• _WORK TASK_
Retype exactly, and only, the lines from the one that contains "the blue sky" through the final line of the entries.

• _ENTRIES PROVIDED_
┌──

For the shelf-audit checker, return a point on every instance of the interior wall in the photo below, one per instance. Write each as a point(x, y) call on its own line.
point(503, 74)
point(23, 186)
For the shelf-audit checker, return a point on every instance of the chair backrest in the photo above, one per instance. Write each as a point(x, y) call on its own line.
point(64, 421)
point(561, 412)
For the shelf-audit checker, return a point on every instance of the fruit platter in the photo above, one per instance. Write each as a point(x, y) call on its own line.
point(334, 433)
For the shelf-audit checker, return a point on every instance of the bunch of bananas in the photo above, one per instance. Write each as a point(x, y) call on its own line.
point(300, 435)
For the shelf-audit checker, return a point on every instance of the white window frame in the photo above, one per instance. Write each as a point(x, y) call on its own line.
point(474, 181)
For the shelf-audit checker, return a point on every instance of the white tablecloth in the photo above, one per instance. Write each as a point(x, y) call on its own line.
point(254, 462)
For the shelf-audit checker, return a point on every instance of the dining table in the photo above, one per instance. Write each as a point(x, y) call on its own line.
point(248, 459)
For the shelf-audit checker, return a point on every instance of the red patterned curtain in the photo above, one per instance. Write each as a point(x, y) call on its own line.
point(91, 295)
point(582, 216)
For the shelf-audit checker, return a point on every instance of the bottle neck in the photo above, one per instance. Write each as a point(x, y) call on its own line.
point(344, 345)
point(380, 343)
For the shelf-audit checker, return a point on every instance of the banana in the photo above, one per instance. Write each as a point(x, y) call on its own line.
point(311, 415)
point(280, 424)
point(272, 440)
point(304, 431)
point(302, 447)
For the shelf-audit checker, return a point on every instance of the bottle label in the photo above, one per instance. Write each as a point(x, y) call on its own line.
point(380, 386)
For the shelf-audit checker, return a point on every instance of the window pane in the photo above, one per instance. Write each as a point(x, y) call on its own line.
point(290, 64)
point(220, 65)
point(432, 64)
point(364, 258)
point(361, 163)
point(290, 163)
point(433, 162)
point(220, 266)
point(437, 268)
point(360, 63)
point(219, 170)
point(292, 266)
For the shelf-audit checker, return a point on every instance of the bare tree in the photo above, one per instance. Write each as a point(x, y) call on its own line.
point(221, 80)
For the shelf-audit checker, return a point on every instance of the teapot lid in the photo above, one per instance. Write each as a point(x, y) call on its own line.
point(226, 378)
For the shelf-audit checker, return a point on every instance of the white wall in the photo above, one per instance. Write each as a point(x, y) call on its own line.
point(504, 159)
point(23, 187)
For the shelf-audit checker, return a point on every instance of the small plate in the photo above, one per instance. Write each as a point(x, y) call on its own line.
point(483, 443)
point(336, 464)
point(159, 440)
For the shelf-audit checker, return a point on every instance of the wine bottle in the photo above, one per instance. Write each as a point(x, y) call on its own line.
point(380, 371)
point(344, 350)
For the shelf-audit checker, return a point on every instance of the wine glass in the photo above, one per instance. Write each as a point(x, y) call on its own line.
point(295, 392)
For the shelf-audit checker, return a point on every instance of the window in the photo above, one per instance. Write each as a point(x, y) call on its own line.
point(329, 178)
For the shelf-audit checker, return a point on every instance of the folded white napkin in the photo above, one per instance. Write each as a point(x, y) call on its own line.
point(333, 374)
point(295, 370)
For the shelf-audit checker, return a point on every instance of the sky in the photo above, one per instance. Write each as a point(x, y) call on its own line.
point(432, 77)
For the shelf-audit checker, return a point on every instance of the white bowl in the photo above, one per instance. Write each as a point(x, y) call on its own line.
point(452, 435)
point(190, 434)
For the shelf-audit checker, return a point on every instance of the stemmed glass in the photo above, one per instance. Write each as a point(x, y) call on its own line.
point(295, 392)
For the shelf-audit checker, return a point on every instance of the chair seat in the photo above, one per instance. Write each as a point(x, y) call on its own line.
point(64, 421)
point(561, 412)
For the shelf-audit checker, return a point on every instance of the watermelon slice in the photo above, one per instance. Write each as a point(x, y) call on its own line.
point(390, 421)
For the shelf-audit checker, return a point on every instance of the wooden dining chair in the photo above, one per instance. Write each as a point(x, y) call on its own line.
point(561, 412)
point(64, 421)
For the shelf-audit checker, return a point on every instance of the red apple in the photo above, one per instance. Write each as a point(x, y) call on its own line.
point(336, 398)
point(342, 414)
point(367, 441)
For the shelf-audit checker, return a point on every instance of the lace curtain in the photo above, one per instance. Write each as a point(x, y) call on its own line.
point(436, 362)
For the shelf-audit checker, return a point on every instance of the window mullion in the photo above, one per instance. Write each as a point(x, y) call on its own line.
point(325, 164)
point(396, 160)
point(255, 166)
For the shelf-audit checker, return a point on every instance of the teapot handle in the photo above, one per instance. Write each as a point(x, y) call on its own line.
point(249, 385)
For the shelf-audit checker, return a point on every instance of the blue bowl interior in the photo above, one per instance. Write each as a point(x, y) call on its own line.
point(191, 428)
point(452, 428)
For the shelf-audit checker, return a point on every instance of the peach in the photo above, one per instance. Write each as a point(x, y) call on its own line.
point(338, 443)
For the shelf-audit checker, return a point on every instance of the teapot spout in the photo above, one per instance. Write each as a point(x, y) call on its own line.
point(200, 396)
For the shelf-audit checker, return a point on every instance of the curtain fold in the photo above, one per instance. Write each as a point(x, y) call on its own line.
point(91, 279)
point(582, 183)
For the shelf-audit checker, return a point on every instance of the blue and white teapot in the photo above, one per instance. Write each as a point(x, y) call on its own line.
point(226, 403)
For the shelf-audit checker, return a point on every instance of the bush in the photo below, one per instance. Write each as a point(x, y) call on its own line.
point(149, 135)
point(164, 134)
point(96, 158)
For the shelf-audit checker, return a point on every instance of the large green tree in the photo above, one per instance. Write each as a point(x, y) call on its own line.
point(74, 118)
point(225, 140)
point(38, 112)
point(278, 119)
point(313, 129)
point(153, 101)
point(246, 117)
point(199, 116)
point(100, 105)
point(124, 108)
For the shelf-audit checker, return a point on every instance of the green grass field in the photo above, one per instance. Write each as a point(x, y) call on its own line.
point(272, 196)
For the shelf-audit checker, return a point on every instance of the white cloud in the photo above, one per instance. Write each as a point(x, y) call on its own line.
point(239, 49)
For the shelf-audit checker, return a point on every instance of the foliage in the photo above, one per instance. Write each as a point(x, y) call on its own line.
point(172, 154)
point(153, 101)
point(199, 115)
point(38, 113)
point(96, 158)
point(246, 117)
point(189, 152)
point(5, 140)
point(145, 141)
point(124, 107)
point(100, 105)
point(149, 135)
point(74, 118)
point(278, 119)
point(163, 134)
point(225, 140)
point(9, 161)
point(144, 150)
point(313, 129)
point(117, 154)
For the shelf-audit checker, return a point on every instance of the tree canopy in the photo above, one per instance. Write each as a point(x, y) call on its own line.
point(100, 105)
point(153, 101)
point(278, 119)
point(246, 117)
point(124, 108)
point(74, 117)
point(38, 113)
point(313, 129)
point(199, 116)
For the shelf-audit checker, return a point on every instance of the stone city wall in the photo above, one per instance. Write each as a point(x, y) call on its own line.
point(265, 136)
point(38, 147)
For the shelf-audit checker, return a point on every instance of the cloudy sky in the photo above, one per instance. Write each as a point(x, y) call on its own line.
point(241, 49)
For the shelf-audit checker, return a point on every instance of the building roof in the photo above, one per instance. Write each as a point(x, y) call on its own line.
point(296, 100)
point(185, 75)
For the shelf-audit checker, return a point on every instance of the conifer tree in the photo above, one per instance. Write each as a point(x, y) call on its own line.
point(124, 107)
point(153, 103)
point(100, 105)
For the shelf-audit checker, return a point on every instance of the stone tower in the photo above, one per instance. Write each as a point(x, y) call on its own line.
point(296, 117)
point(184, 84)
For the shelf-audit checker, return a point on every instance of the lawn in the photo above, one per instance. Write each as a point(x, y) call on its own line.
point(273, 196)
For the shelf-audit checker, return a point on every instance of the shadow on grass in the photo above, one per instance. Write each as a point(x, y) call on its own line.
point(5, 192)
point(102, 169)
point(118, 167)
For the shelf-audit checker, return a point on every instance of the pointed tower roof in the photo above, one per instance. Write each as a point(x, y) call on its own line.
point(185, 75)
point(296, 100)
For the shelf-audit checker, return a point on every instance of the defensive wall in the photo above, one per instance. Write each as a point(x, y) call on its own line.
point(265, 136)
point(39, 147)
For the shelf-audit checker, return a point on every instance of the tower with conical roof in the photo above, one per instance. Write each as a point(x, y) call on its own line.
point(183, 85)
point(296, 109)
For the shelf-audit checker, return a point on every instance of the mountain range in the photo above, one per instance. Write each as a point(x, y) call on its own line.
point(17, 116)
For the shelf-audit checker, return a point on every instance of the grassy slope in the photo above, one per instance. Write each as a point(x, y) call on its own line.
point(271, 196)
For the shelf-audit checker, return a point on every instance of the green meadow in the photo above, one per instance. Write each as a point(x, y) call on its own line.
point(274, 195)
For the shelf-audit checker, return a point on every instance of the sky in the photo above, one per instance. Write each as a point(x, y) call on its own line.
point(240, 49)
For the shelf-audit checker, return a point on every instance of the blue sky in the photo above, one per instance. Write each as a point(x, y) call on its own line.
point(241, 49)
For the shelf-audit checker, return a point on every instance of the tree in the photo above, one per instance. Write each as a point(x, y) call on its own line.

└──

• _ANSWER TO THIS TASK_
For the shelf-audit checker, return a point on every instance of the blue sky in the photo above, one per instance. Write each as a point(x, y) call on its own line.
point(241, 49)
For the shelf-audit checker, return a point on every instance of the tree in the photo above, one per instance. Write each as a point(x, y) call on its own line.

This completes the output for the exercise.